==== Data to process ====
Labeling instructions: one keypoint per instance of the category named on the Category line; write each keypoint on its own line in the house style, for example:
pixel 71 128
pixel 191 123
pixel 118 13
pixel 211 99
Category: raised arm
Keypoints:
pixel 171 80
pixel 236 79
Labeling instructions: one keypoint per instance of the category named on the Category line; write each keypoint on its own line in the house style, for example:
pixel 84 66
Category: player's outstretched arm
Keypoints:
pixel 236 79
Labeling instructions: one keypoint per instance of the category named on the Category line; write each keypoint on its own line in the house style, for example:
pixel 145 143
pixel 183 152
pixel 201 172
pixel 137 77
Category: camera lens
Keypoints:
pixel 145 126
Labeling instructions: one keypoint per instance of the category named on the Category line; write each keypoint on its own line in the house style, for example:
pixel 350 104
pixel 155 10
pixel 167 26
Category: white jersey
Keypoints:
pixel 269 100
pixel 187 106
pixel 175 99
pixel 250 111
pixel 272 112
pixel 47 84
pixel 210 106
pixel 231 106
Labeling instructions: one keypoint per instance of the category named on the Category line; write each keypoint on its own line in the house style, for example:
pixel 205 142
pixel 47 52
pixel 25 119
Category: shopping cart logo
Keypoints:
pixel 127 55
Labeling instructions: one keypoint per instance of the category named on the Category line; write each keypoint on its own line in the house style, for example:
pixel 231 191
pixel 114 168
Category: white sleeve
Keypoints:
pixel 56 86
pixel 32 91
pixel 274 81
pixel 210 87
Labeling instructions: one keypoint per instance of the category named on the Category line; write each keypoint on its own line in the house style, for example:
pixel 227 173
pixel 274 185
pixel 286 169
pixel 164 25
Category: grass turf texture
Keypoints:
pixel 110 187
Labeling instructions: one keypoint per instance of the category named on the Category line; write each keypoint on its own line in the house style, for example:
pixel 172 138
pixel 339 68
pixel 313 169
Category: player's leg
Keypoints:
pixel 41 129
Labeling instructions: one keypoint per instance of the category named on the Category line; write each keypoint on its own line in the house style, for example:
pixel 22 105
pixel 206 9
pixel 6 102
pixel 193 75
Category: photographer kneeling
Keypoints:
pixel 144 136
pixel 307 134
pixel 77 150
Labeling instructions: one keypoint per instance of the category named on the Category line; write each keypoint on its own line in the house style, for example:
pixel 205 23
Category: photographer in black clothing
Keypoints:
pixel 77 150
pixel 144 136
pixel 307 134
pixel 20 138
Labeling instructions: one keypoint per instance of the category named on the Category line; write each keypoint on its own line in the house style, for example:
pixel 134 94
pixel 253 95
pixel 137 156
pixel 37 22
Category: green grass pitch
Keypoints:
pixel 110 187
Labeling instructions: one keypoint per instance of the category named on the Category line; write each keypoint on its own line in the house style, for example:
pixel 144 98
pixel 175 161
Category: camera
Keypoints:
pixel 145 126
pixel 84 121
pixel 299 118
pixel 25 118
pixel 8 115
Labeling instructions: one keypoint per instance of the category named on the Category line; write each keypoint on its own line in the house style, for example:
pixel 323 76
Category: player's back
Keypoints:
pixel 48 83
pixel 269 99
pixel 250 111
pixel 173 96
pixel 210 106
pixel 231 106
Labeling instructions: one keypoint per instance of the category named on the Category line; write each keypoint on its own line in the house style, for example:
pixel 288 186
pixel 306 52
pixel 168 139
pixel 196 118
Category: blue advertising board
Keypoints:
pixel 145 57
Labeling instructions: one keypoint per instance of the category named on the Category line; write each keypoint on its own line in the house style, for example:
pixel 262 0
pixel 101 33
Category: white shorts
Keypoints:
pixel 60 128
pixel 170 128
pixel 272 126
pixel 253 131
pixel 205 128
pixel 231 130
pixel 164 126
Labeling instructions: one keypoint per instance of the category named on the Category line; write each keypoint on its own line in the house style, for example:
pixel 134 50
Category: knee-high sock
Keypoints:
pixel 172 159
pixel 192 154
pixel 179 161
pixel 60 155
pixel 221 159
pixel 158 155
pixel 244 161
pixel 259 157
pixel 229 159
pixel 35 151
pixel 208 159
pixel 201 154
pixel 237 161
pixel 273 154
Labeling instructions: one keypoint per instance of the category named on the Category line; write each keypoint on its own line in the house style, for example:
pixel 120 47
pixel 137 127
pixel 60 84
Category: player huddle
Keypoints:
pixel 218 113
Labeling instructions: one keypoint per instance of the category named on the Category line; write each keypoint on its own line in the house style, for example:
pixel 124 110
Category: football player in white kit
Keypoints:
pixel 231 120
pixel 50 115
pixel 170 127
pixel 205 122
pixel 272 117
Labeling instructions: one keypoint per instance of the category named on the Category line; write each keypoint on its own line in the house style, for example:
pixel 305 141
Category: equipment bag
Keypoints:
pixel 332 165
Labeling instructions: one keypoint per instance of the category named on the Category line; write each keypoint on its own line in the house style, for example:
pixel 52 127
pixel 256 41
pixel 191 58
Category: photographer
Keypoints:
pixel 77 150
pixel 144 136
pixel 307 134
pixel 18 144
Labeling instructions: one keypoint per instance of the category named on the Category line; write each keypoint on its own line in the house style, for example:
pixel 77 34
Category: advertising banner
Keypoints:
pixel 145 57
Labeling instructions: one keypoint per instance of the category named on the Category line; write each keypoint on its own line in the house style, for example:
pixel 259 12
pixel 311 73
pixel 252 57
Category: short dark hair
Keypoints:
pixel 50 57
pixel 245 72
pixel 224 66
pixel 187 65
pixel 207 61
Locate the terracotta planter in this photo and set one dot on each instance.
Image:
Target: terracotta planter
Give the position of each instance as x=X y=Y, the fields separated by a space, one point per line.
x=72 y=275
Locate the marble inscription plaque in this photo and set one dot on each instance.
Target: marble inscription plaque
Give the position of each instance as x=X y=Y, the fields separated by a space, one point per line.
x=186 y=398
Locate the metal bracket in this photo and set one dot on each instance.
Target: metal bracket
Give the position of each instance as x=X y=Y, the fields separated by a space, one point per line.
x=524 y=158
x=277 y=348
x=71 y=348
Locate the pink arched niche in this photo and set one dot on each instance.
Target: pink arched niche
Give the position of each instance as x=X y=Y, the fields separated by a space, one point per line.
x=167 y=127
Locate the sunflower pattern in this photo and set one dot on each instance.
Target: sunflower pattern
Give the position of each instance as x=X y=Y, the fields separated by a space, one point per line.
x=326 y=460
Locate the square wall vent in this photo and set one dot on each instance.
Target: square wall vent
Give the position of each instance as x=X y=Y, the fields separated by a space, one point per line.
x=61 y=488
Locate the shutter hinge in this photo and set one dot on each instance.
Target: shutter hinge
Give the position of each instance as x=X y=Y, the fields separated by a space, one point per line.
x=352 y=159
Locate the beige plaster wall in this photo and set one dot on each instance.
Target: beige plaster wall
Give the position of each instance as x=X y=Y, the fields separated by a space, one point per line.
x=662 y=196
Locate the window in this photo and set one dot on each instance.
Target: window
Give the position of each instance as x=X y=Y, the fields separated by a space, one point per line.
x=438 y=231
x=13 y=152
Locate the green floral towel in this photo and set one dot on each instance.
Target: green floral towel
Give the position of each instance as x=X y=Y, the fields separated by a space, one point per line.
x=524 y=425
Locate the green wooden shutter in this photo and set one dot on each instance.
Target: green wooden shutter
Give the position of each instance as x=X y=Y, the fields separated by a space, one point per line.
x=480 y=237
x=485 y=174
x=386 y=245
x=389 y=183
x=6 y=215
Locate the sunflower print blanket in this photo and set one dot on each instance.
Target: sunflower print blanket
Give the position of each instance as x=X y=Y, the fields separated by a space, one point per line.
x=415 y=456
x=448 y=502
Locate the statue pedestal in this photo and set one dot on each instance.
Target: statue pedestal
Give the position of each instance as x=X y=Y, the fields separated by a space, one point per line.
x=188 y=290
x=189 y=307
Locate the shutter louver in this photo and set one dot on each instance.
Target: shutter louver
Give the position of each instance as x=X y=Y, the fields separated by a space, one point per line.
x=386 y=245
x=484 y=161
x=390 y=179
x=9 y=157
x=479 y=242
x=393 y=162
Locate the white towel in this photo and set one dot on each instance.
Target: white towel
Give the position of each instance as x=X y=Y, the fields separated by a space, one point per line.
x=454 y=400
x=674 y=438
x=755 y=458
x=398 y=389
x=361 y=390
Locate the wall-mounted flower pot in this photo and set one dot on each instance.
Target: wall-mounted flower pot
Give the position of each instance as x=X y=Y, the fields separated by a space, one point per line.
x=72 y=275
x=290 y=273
====
What to do -
Please render the rows starting with the line that contains "Locate the green wooden" and going on through the line that contains "x=393 y=162" as a two-column CSV with the header instruction,points. Give one CSV line per row, putting its text and its answer each in one quoted field with line breaks turned into spaces.

Solution to the exercise -
instruction,points
"Locate the green wooden shutter in this photo and set one dot on each instance. Target: green wooden shutter Give the position of each instance as x=X y=Y, the fields separated by a space, one point per line.","x=480 y=237 x=485 y=174 x=386 y=245 x=389 y=183 x=6 y=215"
"Locate the sunflower print blanket in this photo and set one dot on each instance. Target: sunflower print blanket Give the position of each instance as x=X y=Y, the fields separated by a space, one point per line.","x=415 y=456 x=448 y=502"
"Locate the statue pedestal in this photo and set one dot on each instance. Target: statue pedestal Give the position of each instance as x=X y=Y, the fields separated by a space, one point per line.","x=188 y=290 x=189 y=307"
"Locate the shutter louver in this photo and set one dot on each instance. Target: shutter louver Give the position of each instance as x=X y=Y, the fields separated by a space, one point per line.","x=386 y=245 x=484 y=161 x=390 y=179 x=9 y=157 x=479 y=242 x=393 y=162"